:: Set exercise ::
Copy all of the records below with every "keypoint" swapped for "marker point" and nothing else changed, and leave the pictures out.

------ Data supplied ------

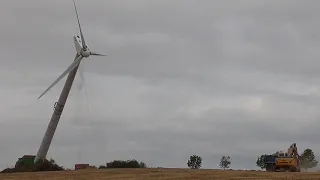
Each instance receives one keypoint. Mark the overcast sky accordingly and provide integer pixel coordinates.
(183, 77)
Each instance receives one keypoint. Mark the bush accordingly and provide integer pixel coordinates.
(124, 164)
(41, 165)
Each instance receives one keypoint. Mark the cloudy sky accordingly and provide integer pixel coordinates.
(183, 77)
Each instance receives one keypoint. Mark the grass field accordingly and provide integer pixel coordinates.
(161, 174)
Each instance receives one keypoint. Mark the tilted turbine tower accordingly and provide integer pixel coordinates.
(82, 52)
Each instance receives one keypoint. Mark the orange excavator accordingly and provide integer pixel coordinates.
(280, 161)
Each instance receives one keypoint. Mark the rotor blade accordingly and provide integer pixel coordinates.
(81, 34)
(97, 54)
(68, 70)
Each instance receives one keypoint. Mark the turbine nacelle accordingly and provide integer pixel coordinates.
(85, 53)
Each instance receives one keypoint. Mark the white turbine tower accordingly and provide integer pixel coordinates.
(82, 52)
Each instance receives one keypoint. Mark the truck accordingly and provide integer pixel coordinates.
(283, 161)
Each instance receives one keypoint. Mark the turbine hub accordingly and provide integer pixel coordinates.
(85, 53)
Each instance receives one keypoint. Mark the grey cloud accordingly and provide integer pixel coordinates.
(237, 79)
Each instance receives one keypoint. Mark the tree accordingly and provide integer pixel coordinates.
(307, 159)
(225, 162)
(194, 162)
(260, 162)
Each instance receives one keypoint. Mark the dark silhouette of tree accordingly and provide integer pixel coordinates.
(225, 162)
(261, 162)
(194, 162)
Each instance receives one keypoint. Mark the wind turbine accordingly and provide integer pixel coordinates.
(82, 52)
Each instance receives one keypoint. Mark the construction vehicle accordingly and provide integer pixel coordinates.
(284, 161)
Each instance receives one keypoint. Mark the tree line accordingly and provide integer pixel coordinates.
(307, 160)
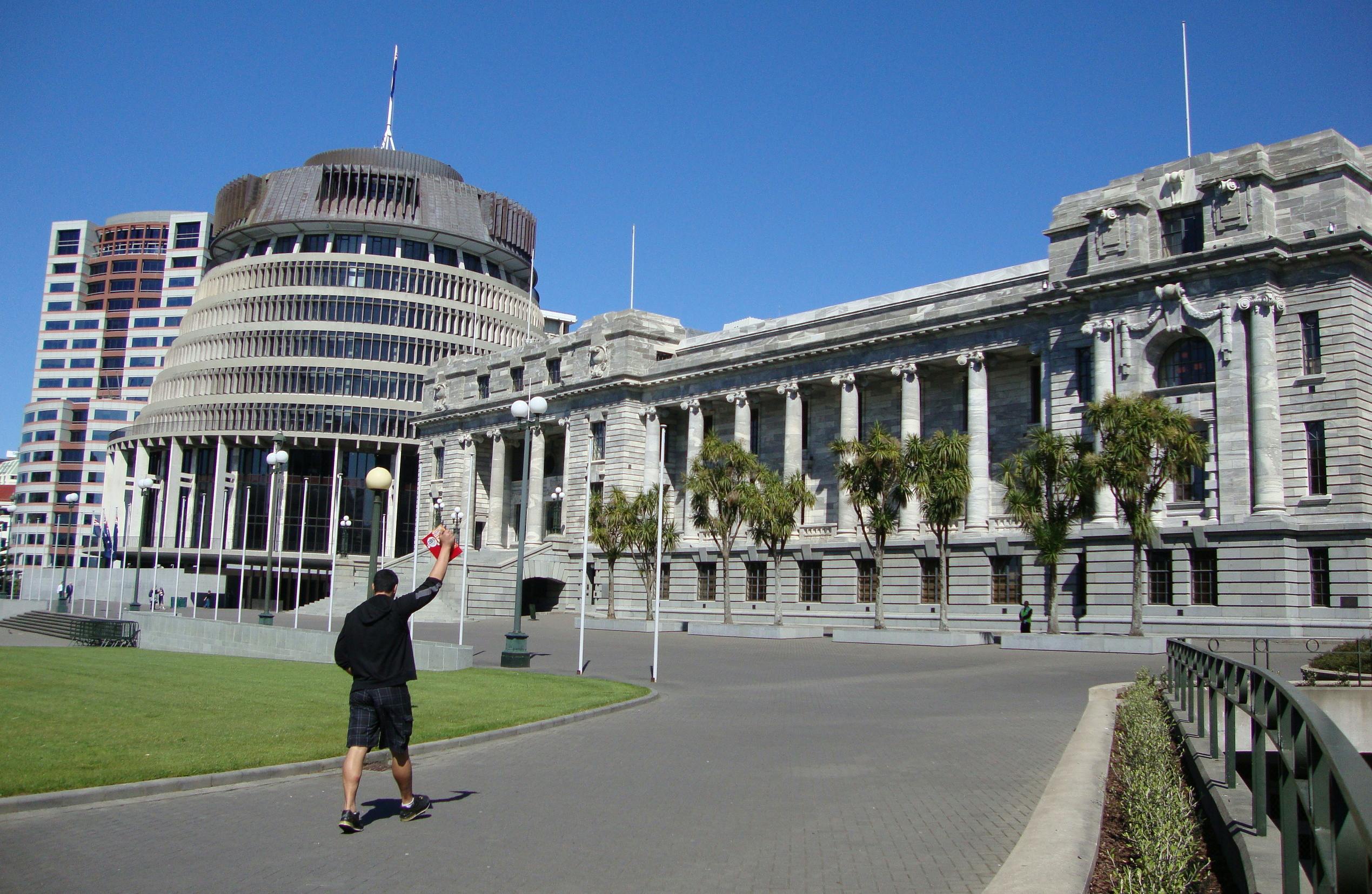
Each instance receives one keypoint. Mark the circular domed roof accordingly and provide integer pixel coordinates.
(386, 158)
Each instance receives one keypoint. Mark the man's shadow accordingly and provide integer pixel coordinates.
(386, 808)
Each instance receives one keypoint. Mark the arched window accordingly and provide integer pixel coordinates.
(1187, 362)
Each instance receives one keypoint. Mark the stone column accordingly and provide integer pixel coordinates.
(979, 447)
(910, 427)
(534, 527)
(791, 443)
(651, 436)
(695, 438)
(496, 493)
(742, 420)
(1266, 404)
(1102, 381)
(847, 431)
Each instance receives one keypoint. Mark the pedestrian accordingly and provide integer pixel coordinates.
(375, 649)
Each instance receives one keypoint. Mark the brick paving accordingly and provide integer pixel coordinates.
(802, 765)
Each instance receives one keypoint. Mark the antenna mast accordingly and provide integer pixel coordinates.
(389, 142)
(1186, 80)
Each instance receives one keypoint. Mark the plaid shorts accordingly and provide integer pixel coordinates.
(380, 719)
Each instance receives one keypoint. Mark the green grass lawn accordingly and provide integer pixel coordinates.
(82, 717)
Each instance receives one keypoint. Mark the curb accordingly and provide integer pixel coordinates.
(73, 797)
(1057, 851)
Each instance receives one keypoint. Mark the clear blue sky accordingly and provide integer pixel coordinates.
(775, 157)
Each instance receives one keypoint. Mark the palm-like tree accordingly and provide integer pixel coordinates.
(721, 485)
(772, 517)
(643, 542)
(1143, 446)
(879, 479)
(1050, 487)
(942, 485)
(611, 520)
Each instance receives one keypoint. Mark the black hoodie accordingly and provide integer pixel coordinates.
(375, 642)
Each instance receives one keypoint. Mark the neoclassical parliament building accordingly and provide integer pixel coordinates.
(1233, 286)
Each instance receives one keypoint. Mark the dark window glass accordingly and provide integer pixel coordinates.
(1183, 231)
(866, 580)
(706, 580)
(811, 582)
(1320, 583)
(1005, 580)
(1311, 343)
(1205, 576)
(189, 235)
(69, 242)
(1315, 459)
(757, 589)
(1187, 362)
(1160, 576)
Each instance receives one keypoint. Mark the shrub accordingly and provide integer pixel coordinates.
(1161, 823)
(1345, 657)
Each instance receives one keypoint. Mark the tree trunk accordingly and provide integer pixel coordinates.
(610, 590)
(1050, 586)
(880, 556)
(777, 584)
(729, 612)
(943, 584)
(1136, 608)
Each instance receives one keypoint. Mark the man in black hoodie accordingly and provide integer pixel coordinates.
(375, 649)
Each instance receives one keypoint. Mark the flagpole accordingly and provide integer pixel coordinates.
(658, 582)
(243, 572)
(1186, 78)
(299, 557)
(586, 536)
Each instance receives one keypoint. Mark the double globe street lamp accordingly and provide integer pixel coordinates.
(527, 416)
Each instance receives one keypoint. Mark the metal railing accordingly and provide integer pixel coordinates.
(1323, 785)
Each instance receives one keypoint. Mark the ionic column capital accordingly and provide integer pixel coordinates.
(972, 360)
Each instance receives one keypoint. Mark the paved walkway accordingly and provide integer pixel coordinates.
(803, 765)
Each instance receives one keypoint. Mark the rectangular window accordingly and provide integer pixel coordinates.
(1320, 583)
(706, 582)
(1205, 576)
(599, 441)
(866, 580)
(811, 582)
(931, 572)
(757, 589)
(1085, 369)
(1311, 343)
(1160, 576)
(69, 242)
(1005, 580)
(189, 235)
(1315, 457)
(1183, 231)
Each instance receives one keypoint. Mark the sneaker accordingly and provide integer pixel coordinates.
(418, 808)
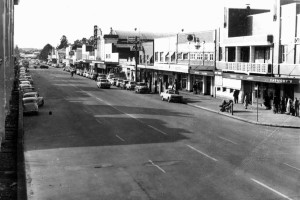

------

:: Result of this exercise ::
Each instance receives one marker point. Mark the overcast sky accordingly and provide integer pixel coordinates.
(183, 77)
Each instance receives one marker point. Mark the bush accordingly and provide integer pixel coordinates.
(124, 164)
(41, 165)
Each instance receives one marker point. Mark the cloudy sky accordingly and provide integer pixel coordinates.
(183, 77)
Each instance receives one marker point. Mark the grass field accordingly and provide integer pixel coordinates.
(161, 174)
Each instance receives one marker point. Mark the tilted turbine tower accordingly and provide integer pixel coordinates.
(82, 52)
Each instance receives one marker point. Mark the orange excavator accordingly and provide integer pixel coordinates.
(280, 161)
Each instance receives one marker point. Mark the rotor blade accordingly and provide integer pixel coordinates.
(81, 34)
(97, 54)
(68, 70)
Each instance receives one marker point. Mark the turbine nacelle accordingly and provide integer pixel coordinates.
(85, 53)
Each instance receives one marker point. Mark the white turbine tower accordingly and provide integer pixel coordinates.
(82, 52)
Each instance receives one marker point. Mark the truck accordingly and provide integer pixel coordinates.
(283, 161)
Each instance receives one marker point. Mark the turbine hub accordingly and provide integer pixel coordinates.
(85, 53)
Each instance receives one marker point. Mark the grey cloud accordingly and provide integer pixel coordinates.
(237, 79)
Each instance receives one marker point. Mark the tree accordingly and provide integer pixel coordinates.
(307, 159)
(225, 162)
(194, 162)
(260, 162)
Each instance receives one marker point. Mark the dark silhouette of tree accordingly and provide integer pixel coordinates.
(225, 162)
(261, 162)
(194, 162)
Each instance receives one marker point. Mark the wind turbine accordingly and provide integer pixel coordinates.
(82, 52)
Each instance receives one marker point. Mark the construction vehicle accordingly and provide integer pixel coordinates.
(284, 161)
Each instance receives one marker point. Mark the tree line accordingly and provide integer pixel coordinates.
(307, 160)
Each instance receives one marker point. Mark the circular domed roof accordingly and provide integer pixel coordinates.
(386, 158)
Each instance receives one marker point. Mark the man's shadow accordingly and provide integer pixel coordinates.
(386, 808)
Each instance receives one marker point. Mark the arched window accordingly and provide integer pixel coordinates.
(1187, 362)
Each instance receives one marker point. Mark the stone column accordingly and provide integer pixel coordinates.
(979, 447)
(910, 427)
(534, 527)
(791, 443)
(651, 436)
(695, 438)
(496, 493)
(742, 420)
(1266, 404)
(1102, 381)
(847, 431)
Each instance receives one marker point. Mark the pedestrian accordingly and provide integer pixel coordinates.
(375, 649)
Each instance receives one marker point. Mark the brick paving accordingly and provide integer pixel coordinates.
(802, 765)
Each instance receives one marker point. Mark the antenna mast accordingly and provide integer pixel coordinates.
(389, 142)
(1186, 80)
Each instance receives one marker point. Mark the plaid shorts accordingly and provide integer pixel coordinates.
(380, 719)
Each instance receives one marker point. Mark the green grass lawn accordingly and provide integer pixel coordinates.
(82, 717)
Each instance receives one marker point. Mark the curb accordingly and provide integer pixel coordinates.
(73, 797)
(1057, 851)
Each instance receives one marker point. Mark the clear blue sky accordingly and provide integer pixel coordinates.
(775, 157)
Each instance receives one marker point. Mark the palm-like tree accordingly and provide integer pixel coordinates.
(721, 485)
(772, 517)
(643, 542)
(1143, 446)
(879, 479)
(1050, 487)
(942, 485)
(611, 520)
Each instance receives one marker point. Mark the black hoodie accordingly and provide integer pixel coordinates.
(375, 642)
Each instance receives one marker point. Mark the neoclassical parliament building accordingly and provide integer pixel coordinates.
(1233, 286)
Each instance receives one marker point. Mark the dark window glass accordingly and provide integer pixel coordinates.
(1183, 231)
(866, 580)
(706, 580)
(811, 582)
(1320, 583)
(1005, 580)
(1311, 343)
(1205, 576)
(189, 235)
(69, 242)
(1315, 459)
(757, 589)
(1187, 362)
(1160, 576)
Each instance receives one marker point. Mark the shrub accordingly and provide integer pixel coordinates.
(1161, 823)
(1345, 657)
Each instance receives one marker point. Mark the tree trunk accordingly and provide integer pixel coordinates.
(610, 590)
(1050, 586)
(880, 556)
(777, 584)
(729, 612)
(943, 584)
(1136, 608)
Each instance receives one marker point. Mark the man in black hoodie accordingly and provide integer pixel coordinates.
(375, 649)
Each instance receives one marker point. Mark the flagpole accordingly and provide integer pixel coordinates.
(658, 582)
(243, 572)
(1186, 78)
(299, 557)
(586, 536)
Each instance receives one marker point. Mark the double globe street lamp accordingly and provide integer pixel coordinates.
(527, 416)
Each instance receives one marker point. Mark the metal railing accordingly and provide integer pixel coordinates.
(1323, 785)
Each instance receives one marker point. Mark the ionic column capital accordingly and provide integer pixel coordinates.
(972, 360)
Each instance receives one marker point. Mark the paved walkway accordingly and provide integer pixel coordinates.
(803, 765)
Each instance receives one marker point. Mark the rectangular window accordingly and provide integer pixel coordinates.
(1320, 583)
(706, 582)
(1205, 576)
(599, 441)
(866, 580)
(811, 582)
(931, 572)
(757, 589)
(1085, 369)
(1311, 343)
(1160, 576)
(69, 242)
(1005, 580)
(189, 235)
(1315, 457)
(1183, 231)
Each instance receives one marker point. Mark the sneaker accordingly and provide integer pixel coordinates.
(418, 808)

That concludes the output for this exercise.